Named-object pointing records:
^^^^^^^^^^^^^^^^

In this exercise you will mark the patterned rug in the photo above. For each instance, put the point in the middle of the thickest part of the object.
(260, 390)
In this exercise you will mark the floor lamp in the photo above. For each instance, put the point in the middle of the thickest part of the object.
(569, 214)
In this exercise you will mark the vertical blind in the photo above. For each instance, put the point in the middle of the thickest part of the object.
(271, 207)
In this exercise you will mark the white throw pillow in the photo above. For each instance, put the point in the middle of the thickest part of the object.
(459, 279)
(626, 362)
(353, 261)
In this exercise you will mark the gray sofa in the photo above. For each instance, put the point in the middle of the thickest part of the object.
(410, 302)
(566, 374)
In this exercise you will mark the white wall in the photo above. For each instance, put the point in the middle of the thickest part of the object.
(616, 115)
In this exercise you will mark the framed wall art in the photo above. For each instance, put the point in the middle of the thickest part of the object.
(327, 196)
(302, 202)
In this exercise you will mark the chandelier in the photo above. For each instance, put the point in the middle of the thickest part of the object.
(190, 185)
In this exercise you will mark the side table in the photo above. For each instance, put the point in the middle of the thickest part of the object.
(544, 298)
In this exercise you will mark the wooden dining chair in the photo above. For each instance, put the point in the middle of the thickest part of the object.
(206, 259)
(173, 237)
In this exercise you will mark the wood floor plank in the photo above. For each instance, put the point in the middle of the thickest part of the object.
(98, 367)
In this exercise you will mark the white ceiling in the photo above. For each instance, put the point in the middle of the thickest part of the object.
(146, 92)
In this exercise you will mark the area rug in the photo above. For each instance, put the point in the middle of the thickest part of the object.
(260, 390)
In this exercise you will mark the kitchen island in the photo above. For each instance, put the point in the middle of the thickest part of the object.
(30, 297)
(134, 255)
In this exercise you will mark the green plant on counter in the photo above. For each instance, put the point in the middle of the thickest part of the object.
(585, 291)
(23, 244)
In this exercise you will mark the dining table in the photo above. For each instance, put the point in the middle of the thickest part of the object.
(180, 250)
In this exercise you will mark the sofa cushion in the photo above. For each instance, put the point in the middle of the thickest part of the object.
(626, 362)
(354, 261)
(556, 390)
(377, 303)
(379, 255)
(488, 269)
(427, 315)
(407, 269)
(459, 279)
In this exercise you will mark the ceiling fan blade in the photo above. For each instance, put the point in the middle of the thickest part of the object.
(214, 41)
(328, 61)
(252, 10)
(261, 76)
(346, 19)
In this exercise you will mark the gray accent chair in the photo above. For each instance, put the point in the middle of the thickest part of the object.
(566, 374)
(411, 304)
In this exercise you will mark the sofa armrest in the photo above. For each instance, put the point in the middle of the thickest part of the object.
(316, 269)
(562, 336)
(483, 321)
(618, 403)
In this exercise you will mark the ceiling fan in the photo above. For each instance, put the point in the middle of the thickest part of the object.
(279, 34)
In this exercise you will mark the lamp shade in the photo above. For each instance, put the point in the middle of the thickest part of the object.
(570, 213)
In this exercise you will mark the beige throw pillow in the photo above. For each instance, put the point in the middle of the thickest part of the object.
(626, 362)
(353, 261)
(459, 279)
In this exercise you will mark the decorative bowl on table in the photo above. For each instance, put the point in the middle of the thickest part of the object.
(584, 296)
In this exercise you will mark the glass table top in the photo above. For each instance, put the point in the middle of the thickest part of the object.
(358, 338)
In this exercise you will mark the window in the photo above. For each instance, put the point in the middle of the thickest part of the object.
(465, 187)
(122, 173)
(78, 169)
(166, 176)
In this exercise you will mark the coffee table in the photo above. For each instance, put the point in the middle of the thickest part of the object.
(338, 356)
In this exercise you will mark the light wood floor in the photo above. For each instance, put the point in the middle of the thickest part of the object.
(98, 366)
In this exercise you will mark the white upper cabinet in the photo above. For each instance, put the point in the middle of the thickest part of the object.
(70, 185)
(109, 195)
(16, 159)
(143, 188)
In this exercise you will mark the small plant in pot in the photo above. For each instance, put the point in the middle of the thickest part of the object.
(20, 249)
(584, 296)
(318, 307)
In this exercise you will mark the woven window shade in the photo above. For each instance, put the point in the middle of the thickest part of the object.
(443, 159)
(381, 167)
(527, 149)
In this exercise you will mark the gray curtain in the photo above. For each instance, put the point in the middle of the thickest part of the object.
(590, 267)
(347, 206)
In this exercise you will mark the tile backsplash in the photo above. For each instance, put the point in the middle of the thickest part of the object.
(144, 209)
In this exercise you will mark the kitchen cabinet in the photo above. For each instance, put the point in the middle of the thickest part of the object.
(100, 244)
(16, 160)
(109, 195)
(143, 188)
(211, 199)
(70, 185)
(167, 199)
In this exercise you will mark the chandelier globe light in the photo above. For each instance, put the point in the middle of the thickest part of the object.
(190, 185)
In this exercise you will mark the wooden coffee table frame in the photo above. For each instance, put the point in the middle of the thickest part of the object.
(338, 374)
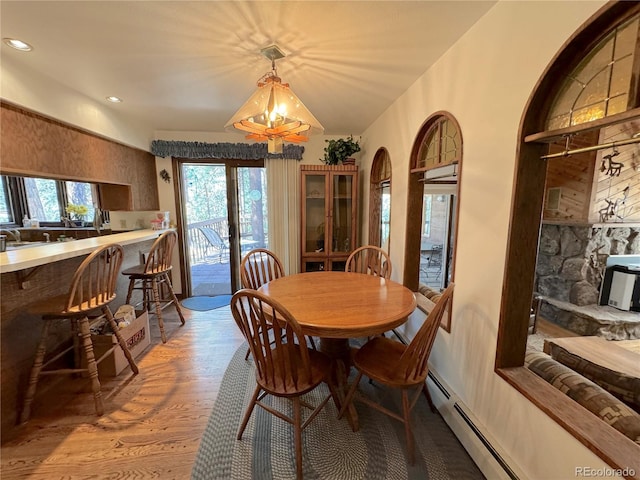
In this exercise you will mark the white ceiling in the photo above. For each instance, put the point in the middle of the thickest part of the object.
(188, 66)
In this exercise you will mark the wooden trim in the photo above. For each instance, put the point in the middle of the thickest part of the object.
(375, 196)
(605, 441)
(561, 133)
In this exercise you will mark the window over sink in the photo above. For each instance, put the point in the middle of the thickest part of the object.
(43, 199)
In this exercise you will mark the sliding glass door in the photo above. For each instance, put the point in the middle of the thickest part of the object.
(224, 216)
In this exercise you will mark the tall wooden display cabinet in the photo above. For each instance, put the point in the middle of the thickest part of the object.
(329, 215)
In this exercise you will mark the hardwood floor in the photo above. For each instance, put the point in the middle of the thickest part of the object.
(153, 421)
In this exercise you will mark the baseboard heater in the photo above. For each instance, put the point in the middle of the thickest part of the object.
(475, 429)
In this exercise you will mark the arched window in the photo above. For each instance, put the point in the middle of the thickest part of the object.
(580, 99)
(432, 211)
(380, 200)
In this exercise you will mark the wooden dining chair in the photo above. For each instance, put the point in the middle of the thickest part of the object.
(258, 267)
(370, 260)
(285, 366)
(396, 365)
(92, 288)
(153, 277)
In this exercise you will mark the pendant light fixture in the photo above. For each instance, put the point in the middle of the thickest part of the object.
(274, 113)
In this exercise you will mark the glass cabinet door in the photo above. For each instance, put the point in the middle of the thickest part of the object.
(342, 222)
(315, 213)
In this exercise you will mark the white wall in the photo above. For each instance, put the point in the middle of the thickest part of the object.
(29, 89)
(485, 81)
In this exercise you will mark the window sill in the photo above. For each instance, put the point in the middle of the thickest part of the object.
(606, 442)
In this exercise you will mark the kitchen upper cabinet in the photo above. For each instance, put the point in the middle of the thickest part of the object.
(34, 145)
(329, 215)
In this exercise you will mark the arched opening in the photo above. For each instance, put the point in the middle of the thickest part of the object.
(576, 104)
(433, 205)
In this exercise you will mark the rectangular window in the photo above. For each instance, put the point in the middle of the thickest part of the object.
(426, 215)
(43, 199)
(6, 215)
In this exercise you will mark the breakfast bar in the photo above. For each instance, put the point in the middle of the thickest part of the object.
(34, 272)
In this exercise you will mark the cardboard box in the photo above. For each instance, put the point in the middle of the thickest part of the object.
(137, 337)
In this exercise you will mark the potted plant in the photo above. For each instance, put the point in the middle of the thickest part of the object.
(76, 214)
(338, 150)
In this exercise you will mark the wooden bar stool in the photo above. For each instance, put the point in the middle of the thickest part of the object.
(92, 289)
(151, 276)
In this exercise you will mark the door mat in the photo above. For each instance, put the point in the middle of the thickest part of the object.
(204, 303)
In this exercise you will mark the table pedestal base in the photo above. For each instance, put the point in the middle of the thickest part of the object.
(339, 351)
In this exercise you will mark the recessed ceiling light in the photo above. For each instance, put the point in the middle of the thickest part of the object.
(18, 44)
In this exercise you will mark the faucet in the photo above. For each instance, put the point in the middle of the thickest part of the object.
(15, 233)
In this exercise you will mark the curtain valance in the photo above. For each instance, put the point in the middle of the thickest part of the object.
(235, 151)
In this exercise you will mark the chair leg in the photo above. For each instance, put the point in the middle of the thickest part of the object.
(297, 433)
(174, 298)
(349, 398)
(425, 389)
(92, 368)
(156, 298)
(130, 290)
(406, 411)
(247, 414)
(35, 373)
(123, 345)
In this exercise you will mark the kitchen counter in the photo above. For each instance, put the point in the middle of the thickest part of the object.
(28, 257)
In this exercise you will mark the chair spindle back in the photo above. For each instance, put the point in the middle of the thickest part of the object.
(414, 361)
(281, 359)
(370, 260)
(94, 282)
(258, 267)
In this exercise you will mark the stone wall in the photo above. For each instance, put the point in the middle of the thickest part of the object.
(572, 259)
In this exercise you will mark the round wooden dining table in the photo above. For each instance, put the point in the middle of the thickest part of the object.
(336, 306)
(342, 305)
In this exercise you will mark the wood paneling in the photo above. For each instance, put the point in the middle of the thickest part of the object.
(153, 421)
(31, 144)
(612, 188)
(20, 330)
(574, 176)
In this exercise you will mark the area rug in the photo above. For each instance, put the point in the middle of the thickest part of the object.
(204, 303)
(331, 450)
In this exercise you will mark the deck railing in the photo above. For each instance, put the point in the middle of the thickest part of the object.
(200, 248)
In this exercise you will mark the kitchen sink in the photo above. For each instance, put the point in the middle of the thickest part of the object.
(22, 244)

^^^^^^^^^^^^^^^^

Exercise goal -> Find the line that contains "In this exercise you will mark the wood paneling". Repeat it and every line after it, exactly as written, up to and including the last line of the records above.

Task answer ->
In this exercise you will mark the wood paneling in the photo above. For each instance, put the point in the middle of the thickest part of the object.
(153, 421)
(31, 144)
(612, 188)
(20, 330)
(574, 176)
In this exercise you will mark the area rug in the photo above. For each instance, put the point in the middle of the thickest part of the object.
(204, 303)
(331, 450)
In this exercise you will mark the deck railing in the photo above. For each instance, put the point in the middle of the thickest part of the object.
(200, 248)
In this exercise you will mark the kitchen sink in the photo above. For each instance, put the point in the middle of the thickest part of the object.
(22, 244)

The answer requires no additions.